## Tarefa A
Reproduza, sem qualquer alteração, a passagem do texto sobre a política econômica que começa em "Mansidão à parte, é" e termina em "um dos responsáveis.".

## Bloco de texto
Mansidão à parte, é claro que houve capitulação. Não, é bom que se diga, diante do “mercado”, esta entidade incorpórea que leva a culpa quando os “keynesianos de quermesse” se sentem traídos. O que levou à rendição foi o desempenho pífio da política econômica que vigorou no primeiro mandato, pela qual Belluzzo, como interlocutor privilegiado da presidente, foi um dos responsáveis.

A “nova matriz macroeconômica” pôs em prática exatamente as prescrições de economistas como ele, que em momento algum discordou do que foi adotado. Do lado fiscal o gasto federal cresceu como nunca, atingindo no ano passado um aumento de R$ 193 bilhões relativamente ao observado em 2010, já deduzida a inflação. Disto, menos de R$ 20 bilhões correspondeu a investimento adicional, mesmo colocando no bolo a partir de 2013 os gastos ligados ao Minha Casa, Minha Vida, o que superestima a ampliação do gasto de capital.

## Dados para processamento
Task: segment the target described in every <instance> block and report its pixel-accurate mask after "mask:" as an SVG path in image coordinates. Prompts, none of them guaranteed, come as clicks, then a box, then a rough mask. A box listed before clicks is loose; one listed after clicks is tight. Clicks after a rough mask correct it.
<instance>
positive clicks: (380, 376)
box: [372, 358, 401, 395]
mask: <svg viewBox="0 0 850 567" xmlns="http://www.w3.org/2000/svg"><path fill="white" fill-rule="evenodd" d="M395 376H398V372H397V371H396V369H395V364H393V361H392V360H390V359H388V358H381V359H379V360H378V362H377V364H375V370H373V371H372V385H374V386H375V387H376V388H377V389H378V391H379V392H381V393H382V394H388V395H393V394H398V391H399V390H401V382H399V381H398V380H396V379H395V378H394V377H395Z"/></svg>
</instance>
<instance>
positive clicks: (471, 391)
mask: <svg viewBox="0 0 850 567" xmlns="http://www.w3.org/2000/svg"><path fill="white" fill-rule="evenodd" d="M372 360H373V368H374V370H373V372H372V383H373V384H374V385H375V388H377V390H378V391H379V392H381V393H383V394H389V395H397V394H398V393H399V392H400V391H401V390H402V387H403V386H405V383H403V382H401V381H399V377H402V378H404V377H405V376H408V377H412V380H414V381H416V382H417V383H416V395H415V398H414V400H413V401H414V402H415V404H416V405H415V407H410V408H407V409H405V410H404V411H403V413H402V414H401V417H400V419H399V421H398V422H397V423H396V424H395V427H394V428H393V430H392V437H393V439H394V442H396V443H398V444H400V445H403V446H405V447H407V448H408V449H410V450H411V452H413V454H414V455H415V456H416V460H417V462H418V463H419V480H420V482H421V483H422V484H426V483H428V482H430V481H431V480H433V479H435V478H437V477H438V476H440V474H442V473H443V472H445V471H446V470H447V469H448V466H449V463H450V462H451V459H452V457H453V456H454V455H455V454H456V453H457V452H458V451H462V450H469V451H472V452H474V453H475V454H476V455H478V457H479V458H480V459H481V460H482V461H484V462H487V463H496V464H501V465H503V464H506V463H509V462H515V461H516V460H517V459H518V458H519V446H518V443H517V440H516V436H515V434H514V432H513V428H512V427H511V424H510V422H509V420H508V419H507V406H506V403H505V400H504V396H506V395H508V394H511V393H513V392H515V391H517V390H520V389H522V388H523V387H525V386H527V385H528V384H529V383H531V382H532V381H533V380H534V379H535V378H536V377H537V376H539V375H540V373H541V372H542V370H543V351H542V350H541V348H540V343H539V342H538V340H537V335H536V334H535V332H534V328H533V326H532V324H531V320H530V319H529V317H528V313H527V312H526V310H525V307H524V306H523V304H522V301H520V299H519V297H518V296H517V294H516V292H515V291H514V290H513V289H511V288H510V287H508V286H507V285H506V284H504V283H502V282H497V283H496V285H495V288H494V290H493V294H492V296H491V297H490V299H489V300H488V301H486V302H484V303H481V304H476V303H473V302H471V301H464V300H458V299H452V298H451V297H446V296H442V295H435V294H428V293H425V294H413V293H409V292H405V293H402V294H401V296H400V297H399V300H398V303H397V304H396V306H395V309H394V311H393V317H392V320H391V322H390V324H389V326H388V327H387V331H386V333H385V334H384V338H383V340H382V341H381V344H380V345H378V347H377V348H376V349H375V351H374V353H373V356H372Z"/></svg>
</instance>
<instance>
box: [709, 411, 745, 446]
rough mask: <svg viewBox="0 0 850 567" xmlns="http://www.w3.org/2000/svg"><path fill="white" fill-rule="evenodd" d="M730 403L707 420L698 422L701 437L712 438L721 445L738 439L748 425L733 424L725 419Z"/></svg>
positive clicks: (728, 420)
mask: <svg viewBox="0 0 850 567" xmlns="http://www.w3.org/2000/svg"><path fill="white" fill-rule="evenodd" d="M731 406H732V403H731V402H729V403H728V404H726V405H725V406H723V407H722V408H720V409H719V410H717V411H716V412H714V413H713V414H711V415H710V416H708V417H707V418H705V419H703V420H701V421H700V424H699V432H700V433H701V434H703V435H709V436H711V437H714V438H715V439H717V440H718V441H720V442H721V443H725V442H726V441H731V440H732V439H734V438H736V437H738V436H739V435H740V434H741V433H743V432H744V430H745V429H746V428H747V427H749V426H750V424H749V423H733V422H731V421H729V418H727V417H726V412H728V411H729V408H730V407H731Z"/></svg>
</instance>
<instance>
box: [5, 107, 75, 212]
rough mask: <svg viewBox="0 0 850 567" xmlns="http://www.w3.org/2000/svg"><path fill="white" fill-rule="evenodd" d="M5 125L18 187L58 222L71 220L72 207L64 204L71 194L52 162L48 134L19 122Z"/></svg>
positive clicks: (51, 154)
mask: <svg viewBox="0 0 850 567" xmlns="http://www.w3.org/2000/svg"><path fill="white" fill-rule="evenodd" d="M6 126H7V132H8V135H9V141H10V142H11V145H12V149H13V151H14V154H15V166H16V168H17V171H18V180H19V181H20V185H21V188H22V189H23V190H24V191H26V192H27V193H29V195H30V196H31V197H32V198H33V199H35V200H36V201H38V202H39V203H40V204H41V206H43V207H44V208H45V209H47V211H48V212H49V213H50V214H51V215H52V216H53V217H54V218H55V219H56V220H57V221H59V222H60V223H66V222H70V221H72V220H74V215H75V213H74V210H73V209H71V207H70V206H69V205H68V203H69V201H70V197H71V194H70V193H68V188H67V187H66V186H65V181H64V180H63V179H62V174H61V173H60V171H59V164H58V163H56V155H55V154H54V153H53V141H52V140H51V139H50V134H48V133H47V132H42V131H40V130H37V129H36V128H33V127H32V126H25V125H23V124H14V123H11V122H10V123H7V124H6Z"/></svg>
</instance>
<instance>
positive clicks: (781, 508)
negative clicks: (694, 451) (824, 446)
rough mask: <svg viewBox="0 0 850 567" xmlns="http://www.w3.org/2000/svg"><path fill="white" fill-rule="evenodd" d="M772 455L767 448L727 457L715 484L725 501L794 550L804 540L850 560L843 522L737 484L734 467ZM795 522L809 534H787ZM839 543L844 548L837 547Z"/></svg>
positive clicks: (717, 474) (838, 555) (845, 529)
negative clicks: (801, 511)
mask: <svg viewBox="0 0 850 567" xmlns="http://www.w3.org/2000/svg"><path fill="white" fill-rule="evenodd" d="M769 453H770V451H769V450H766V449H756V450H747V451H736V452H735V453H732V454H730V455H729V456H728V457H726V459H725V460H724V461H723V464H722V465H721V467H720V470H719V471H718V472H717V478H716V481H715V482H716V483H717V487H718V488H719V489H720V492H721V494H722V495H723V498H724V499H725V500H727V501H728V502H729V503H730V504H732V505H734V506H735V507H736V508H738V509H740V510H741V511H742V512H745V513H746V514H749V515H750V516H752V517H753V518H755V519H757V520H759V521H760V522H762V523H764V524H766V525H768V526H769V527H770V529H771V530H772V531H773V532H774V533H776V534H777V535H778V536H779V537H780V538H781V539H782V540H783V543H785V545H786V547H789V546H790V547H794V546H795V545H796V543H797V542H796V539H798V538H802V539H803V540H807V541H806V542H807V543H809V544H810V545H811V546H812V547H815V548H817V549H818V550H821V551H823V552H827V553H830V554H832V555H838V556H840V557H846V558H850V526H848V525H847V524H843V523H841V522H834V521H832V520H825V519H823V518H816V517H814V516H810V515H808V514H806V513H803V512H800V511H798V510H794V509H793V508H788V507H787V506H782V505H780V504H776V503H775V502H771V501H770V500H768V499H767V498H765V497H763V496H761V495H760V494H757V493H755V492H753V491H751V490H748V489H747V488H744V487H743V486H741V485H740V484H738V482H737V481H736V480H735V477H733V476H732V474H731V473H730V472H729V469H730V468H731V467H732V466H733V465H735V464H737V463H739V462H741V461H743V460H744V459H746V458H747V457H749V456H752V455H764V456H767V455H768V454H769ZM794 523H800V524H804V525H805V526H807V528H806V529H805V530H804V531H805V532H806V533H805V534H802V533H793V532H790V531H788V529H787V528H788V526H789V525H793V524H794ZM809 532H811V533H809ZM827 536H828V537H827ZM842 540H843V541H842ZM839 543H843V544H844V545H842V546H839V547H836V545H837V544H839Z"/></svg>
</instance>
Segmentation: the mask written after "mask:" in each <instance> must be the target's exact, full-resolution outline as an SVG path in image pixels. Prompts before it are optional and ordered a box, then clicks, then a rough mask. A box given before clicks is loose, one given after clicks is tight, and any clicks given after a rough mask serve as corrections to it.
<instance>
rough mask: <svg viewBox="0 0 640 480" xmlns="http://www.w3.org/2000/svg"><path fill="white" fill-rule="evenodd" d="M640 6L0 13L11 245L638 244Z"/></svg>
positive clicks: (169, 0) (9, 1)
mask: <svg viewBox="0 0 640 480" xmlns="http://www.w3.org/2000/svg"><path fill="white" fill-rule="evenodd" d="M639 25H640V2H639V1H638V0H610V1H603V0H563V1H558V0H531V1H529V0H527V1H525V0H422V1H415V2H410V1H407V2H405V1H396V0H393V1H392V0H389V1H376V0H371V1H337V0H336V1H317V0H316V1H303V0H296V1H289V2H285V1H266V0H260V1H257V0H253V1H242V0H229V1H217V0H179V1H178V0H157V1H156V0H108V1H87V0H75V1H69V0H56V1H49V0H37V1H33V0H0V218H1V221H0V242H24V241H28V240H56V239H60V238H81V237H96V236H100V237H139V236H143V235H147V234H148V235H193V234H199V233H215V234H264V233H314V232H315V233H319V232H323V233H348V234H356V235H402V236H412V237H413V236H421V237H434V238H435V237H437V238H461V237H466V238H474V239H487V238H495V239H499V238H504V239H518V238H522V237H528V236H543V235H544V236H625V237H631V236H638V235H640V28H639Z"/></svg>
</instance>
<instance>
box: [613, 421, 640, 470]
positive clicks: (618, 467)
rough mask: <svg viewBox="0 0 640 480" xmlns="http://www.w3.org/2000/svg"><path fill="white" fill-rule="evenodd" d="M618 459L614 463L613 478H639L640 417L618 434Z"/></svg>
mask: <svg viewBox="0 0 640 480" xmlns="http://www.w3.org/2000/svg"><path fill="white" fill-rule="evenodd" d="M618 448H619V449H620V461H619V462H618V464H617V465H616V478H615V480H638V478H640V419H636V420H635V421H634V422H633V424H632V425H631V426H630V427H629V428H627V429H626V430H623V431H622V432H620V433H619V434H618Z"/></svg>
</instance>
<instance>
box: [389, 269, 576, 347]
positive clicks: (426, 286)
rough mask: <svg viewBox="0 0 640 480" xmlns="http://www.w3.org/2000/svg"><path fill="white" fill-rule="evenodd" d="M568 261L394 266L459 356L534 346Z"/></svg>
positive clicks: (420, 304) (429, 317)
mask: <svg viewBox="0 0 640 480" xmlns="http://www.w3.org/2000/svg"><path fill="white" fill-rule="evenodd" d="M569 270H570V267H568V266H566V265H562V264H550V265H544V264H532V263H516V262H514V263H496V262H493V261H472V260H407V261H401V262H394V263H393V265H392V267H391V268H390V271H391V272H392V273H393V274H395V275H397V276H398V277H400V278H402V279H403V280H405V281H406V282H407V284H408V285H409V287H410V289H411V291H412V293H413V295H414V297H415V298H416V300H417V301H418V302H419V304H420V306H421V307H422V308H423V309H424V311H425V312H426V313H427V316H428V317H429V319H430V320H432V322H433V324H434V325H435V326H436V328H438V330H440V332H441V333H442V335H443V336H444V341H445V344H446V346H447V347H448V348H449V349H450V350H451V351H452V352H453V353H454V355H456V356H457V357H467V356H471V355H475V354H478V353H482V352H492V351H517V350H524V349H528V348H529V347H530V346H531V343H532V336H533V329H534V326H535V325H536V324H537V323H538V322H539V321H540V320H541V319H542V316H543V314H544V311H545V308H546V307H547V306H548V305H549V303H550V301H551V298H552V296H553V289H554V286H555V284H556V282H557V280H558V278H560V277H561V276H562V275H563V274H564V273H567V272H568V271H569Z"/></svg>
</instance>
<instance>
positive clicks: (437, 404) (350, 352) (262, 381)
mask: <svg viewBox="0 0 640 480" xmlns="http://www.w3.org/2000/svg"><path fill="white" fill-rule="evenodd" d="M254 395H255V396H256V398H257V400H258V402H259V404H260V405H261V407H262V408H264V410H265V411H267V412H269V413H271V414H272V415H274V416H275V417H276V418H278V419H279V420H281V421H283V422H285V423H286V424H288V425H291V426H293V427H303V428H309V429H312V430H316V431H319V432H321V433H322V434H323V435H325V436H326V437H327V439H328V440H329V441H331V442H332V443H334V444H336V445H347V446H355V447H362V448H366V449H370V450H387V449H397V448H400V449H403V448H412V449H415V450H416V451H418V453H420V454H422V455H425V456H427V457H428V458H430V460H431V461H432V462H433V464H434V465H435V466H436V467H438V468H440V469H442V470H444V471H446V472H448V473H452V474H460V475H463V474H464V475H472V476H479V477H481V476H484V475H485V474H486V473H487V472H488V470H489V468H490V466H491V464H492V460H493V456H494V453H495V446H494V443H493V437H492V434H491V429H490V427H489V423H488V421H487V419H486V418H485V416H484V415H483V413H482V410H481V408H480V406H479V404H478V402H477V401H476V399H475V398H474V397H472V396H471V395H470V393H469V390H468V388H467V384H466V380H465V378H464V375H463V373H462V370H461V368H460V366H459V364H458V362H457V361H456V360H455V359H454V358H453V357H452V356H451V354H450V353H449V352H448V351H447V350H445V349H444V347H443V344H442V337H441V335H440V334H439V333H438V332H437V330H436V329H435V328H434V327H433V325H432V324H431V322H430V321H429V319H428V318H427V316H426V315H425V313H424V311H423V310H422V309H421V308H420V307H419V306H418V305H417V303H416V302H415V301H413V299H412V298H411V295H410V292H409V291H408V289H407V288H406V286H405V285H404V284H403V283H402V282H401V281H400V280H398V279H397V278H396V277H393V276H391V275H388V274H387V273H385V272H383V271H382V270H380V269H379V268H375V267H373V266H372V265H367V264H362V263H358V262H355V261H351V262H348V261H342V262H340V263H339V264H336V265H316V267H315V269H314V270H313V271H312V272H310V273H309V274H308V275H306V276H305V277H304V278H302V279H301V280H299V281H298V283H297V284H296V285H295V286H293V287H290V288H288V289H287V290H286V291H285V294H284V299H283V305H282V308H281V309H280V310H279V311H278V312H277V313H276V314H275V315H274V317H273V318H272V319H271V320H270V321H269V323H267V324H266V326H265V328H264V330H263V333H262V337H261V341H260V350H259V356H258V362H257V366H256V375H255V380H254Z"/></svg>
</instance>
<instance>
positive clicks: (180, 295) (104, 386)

## Tarefa B
Selecione e copie todas as linhas dos dados acima que contêm a palavra "loose".

## Resultado A
Mansidão à parte, é claro que houve capitulação. Não, é bom que se diga, diante do “mercado”, esta entidade incorpórea que leva a culpa quando os “keynesianos de quermesse” se sentem traídos. O que levou à rendição foi o desempenho pífio da política econômica que vigorou no primeiro mandato, pela qual Belluzzo, como interlocutor privilegiado da presidente, foi um dos responsáveis.

## Resultado B
Task: segment the target described in every <instance> block and report its pixel-accurate mask after "mask:" as an SVG path in image coordinates. Prompts, none of them guaranteed, come as clicks, then a box, then a rough mask. A box listed before clicks is loose; one listed after clicks is tight. Clicks after a rough mask correct it.
Segmentation: the mask written after "mask:" in each <instance> must be the target's exact, full-resolution outline as an SVG path in image pixels. Prompts before it are optional and ordered a box, then clicks, then a rough mask. A box given before clicks is loose, one given after clicks is tight, and any clicks given after a rough mask serve as corrections to it.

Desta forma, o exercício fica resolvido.